▶ _Exercise aim_
Copy the records word for word, starting with the line containing "Put a point on every instance of the clear" and going on through the line containing "[(266, 474), (163, 14), (1155, 27), (575, 27)]".
+ + + + + + +
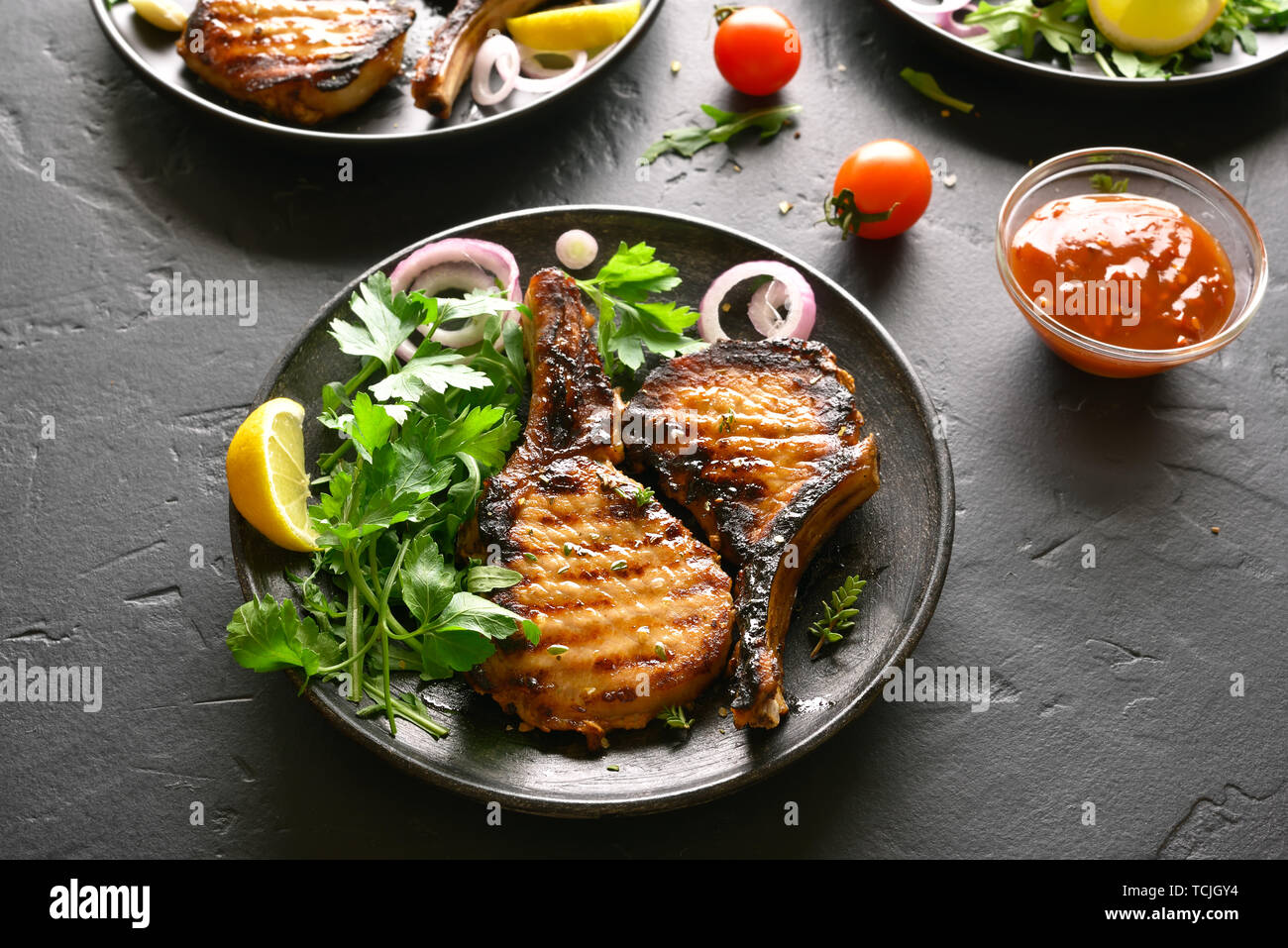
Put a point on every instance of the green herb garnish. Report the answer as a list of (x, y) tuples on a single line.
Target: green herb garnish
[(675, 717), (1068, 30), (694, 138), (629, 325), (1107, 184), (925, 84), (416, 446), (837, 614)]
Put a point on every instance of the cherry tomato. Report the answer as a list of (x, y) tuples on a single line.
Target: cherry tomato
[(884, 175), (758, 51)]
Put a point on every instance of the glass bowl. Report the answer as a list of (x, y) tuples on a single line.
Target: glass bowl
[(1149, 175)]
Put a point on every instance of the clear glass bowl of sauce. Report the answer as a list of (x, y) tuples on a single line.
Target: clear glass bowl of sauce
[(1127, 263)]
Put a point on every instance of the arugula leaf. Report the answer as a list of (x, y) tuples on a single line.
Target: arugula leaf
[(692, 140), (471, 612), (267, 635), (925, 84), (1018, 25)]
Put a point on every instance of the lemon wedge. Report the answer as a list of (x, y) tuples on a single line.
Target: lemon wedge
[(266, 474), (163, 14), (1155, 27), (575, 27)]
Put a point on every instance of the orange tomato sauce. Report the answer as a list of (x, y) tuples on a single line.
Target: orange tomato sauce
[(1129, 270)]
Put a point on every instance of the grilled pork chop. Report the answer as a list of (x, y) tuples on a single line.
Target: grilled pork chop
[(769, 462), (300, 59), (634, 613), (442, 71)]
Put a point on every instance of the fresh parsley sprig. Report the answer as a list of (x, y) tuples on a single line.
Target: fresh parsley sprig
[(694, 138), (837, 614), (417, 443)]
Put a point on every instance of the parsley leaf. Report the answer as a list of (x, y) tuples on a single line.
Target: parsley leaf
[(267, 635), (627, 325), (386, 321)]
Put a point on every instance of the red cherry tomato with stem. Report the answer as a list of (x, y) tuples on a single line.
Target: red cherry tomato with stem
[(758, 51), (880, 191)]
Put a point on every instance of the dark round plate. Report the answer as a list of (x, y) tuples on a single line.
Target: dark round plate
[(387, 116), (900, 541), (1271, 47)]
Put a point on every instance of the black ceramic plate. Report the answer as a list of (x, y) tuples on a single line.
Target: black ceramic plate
+ + + + + + +
▶ _Task solution_
Put a point on every instance of the clear glass bowl of sauce. Report the answer as a list of (x, y) tuples on a single line.
Target: clear glass bowl of sauce
[(1127, 263)]
Put a point on every instance of the arugula leaf. Report the answer as a list of (x, y) tuples on a single line.
Target: arugula leaf
[(692, 140), (471, 612), (267, 635), (925, 84), (1018, 25)]
Put a point on every instance of the lemon wedge. Report the answer as a list of (x, y) tuples on a single line.
Target: lemon wedge
[(266, 474), (163, 14), (1155, 27), (575, 27)]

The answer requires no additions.